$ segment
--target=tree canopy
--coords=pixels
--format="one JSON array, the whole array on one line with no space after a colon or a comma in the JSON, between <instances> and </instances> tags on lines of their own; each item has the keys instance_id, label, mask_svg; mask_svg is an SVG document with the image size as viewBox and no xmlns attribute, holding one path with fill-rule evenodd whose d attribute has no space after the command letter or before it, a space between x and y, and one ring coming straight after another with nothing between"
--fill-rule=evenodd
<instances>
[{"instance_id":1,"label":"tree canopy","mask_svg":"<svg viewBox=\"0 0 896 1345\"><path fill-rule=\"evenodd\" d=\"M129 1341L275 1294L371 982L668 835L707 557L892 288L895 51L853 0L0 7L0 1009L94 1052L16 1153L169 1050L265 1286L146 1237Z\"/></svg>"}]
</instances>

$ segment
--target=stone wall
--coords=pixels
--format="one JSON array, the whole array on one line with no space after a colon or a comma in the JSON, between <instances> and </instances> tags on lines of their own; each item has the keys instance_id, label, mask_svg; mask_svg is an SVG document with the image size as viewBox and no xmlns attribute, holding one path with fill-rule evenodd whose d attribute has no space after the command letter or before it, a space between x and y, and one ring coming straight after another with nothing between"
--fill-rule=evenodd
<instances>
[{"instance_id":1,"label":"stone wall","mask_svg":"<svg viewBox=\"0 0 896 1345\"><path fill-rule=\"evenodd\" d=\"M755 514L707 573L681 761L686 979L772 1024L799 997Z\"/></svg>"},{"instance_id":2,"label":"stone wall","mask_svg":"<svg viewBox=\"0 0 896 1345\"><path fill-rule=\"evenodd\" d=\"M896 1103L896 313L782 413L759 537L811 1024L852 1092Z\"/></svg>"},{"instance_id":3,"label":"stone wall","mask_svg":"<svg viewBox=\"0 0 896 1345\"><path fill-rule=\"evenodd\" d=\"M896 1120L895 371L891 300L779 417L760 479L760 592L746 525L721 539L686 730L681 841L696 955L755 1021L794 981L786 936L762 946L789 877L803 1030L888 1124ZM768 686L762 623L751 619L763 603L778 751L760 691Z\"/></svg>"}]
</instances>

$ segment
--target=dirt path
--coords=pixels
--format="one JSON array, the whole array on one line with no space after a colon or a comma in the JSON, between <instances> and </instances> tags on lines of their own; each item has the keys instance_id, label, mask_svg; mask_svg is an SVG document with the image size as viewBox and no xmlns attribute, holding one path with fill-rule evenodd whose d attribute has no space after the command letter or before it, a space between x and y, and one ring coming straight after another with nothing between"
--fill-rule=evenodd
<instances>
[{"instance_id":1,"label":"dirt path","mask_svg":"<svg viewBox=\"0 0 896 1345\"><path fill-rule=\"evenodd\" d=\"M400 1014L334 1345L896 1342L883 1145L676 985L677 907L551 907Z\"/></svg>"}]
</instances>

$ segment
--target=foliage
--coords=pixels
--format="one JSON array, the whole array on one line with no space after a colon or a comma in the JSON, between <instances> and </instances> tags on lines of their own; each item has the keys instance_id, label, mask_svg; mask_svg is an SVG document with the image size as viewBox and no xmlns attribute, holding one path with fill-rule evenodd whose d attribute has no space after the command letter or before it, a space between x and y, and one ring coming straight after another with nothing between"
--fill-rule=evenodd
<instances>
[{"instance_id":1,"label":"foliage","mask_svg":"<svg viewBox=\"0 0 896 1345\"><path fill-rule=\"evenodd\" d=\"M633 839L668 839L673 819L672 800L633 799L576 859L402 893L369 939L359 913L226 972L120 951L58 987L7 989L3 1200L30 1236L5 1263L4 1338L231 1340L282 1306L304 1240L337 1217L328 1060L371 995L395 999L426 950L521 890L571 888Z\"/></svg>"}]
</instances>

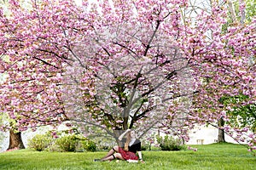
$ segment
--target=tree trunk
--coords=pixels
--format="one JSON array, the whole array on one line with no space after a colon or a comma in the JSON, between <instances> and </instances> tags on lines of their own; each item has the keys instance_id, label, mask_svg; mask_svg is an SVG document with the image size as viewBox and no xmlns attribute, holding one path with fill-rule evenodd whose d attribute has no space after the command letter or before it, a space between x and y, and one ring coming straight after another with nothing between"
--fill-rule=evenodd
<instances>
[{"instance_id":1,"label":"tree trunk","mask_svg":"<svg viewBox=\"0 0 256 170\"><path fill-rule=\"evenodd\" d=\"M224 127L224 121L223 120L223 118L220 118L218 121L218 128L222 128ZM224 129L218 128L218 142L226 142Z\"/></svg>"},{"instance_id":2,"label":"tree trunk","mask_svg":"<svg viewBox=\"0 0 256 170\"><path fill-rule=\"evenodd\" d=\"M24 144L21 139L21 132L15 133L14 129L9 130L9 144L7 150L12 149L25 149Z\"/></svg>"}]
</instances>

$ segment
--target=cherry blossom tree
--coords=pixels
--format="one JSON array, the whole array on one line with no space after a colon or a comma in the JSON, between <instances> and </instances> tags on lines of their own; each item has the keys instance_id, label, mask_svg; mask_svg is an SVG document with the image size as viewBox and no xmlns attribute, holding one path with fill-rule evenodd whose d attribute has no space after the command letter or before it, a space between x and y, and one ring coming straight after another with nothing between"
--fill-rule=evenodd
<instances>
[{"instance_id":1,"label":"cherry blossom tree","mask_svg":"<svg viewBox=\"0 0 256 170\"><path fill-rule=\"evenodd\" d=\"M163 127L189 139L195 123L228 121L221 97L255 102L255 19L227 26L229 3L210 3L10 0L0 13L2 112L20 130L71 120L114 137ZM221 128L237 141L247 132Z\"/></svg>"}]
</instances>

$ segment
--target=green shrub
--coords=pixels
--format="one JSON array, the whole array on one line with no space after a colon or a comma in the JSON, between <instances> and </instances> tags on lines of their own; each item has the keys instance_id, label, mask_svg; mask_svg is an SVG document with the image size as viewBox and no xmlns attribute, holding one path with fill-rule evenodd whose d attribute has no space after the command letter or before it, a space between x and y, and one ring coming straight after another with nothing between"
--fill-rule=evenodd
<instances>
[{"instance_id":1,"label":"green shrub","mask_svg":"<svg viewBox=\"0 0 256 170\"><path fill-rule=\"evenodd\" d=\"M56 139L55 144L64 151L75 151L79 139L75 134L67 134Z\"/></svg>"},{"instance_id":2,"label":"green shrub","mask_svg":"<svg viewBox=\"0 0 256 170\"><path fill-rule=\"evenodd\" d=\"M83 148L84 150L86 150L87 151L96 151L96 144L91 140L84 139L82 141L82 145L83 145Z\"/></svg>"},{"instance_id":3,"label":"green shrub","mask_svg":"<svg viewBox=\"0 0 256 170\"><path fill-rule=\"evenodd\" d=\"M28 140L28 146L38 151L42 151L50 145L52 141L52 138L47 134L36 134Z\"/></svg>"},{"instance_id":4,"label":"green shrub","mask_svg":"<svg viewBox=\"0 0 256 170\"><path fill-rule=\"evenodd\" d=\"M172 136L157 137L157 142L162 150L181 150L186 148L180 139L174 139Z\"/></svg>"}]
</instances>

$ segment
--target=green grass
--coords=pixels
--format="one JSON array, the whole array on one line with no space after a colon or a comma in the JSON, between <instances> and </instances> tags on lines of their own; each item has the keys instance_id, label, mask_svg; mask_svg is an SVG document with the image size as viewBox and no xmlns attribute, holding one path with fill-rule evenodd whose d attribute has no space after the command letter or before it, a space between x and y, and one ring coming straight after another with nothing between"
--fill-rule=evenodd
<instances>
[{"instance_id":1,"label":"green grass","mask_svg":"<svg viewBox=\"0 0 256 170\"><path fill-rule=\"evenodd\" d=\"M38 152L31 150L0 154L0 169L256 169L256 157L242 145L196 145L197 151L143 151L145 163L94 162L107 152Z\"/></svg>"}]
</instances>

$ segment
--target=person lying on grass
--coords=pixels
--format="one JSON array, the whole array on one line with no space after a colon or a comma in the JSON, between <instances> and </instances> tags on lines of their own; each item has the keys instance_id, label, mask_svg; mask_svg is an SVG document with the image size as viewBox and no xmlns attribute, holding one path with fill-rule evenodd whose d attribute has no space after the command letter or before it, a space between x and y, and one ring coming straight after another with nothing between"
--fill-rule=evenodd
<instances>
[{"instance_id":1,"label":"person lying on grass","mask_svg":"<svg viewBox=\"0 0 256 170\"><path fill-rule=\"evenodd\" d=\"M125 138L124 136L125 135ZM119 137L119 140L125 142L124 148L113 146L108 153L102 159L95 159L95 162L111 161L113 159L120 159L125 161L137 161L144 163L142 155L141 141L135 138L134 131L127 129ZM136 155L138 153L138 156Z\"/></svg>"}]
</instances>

◆ ◆ ◆ ◆

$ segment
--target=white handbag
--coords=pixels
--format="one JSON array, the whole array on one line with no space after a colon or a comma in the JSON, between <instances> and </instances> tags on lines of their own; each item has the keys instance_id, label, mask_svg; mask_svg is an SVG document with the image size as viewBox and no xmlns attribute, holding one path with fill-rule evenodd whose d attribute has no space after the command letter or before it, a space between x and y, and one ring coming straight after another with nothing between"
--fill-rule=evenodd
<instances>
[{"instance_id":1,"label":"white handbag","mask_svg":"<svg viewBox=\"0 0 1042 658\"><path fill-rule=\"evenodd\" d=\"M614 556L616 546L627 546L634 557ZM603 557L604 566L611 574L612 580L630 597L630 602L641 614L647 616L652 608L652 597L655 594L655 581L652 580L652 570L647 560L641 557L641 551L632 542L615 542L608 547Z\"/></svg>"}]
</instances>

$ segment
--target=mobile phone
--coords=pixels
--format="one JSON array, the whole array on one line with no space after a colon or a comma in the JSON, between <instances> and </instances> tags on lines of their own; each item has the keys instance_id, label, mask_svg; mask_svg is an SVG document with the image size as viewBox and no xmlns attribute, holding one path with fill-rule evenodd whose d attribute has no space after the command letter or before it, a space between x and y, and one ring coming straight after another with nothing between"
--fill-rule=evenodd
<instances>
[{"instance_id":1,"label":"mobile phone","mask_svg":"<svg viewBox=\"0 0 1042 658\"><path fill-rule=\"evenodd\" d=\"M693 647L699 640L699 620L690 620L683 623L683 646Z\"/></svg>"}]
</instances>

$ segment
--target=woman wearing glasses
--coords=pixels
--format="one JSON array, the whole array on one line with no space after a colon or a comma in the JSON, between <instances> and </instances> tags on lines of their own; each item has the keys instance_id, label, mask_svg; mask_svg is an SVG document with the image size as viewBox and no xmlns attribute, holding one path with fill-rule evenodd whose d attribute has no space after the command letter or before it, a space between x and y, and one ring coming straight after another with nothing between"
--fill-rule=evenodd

◆ ◆ ◆ ◆

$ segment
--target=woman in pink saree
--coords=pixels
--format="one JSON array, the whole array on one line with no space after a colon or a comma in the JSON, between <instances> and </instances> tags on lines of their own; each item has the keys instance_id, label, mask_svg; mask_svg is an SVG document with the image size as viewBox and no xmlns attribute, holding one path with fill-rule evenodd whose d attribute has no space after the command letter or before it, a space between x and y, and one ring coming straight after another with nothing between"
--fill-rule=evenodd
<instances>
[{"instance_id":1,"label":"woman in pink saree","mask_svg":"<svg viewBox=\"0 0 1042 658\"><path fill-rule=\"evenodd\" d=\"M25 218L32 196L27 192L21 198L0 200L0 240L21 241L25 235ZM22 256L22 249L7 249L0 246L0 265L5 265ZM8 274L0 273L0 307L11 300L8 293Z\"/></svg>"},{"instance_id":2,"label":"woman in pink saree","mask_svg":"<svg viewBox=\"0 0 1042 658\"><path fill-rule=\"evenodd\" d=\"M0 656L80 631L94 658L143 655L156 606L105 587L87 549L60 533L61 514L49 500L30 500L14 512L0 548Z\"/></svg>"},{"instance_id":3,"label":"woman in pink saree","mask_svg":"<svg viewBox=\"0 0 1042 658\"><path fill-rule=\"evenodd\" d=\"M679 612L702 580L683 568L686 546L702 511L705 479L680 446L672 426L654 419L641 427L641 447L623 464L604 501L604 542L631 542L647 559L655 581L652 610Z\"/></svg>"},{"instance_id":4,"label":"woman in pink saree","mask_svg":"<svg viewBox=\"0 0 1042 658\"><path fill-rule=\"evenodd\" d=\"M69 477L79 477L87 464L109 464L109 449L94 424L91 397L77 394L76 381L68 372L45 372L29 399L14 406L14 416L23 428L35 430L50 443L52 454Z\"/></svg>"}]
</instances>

◆ ◆ ◆ ◆

→ **Stated task**: Locate each line in the entries above that contains the string "grass" with the same capitalization, and copy those lines.

→ **Written solution**:
--target=green grass
[{"instance_id":1,"label":"green grass","mask_svg":"<svg viewBox=\"0 0 256 170\"><path fill-rule=\"evenodd\" d=\"M38 152L31 150L0 154L0 169L256 169L256 157L242 145L196 145L197 151L143 151L145 163L94 162L107 152Z\"/></svg>"}]
--target=person lying on grass
[{"instance_id":1,"label":"person lying on grass","mask_svg":"<svg viewBox=\"0 0 256 170\"><path fill-rule=\"evenodd\" d=\"M125 138L124 136L125 135ZM119 137L119 140L125 142L124 148L113 146L108 153L102 159L95 159L95 162L111 161L113 159L120 159L125 161L137 161L144 163L142 155L141 141L135 138L134 131L127 129ZM136 155L138 153L138 156Z\"/></svg>"}]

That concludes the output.